The tasks:
1. Decide whether each statement below agrees with the Lidice text. For (a), (b), and (c), answer yes or no and quote the words from the text that decide it.
(a) St. Martin’s Church dates from 1352.
(b) Lidice had 270 inhabitants in 1890.
(c) Heydrich was appointed Reichsprotektor in September 1942.
2. List every four-digit year that appears in the Lidice text.
3. In the Lidice text, reproduce the stretch from "Frank Knox, US" through "Martin’s Church (1352).".

Start of Text

“When future generations ask what we fought for, just tell them the story of Lidice.”
Frank Knox, US Naval Secretary (1940 - 1944)
LIDICE
In 1942, Lidice was a small Czech village located approximately 20kms from Prague and 8kms from the town of Kladno.
The village was first mentioned in chronicles in 1318, the oldest public building being St. Martin’s Church (1352).
The expansion of industries in Kladno, turned Lidice into a busy mining village in the second half of the 19th Century. In 1848 the village had 270 inhabitants occupying 33 houses and by 1890 the figures had risen to 506 inhabitants occupying 50 houses.
The Nazi occupation of Czechoslovakia resulted in tragic consequences for Lidice.
In an effort to suppress the Czech anti-Facist resistance movement, Reinhard Heydrich, security police chief SS Obergruppenfuhrer, was appointed by Hitler and Himmler as “Reichsprotektor” in September 1941. During his reign as Reichsprotektor, more than 5,000 anti-Facist fighters and their helpers were imprisoned. Many people, including many from the Kladno district, were executed or died in the concentration camps.

End of Text
Start of Recorded information

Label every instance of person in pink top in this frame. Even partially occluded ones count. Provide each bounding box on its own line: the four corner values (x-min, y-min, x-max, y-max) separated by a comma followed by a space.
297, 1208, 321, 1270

End of Recorded information

Task-by-task outputs:
1.
(a) Yes: "the oldest public building being St. Martin’s Church (1352)"
(b) No: "by 1890 the figures had risen to 506 inhabitants occupying 50 houses"
(c) No: "was appointed by Hitler and Himmler as “Reichsprotektor” in September 1941"

2. 1940, 1944, 1942, 1318, 1352, 1848, 1890, 1941

3.
Frank Knox, US Naval Secretary (1940 - 1944)
LIDICE
In 1942, Lidice was a small Czech village located approximately 20kms from Prague and 8kms from the town of Kladno.
The village was first mentioned in chronicles in 1318, the oldest public building being St. Martin’s Church (1352).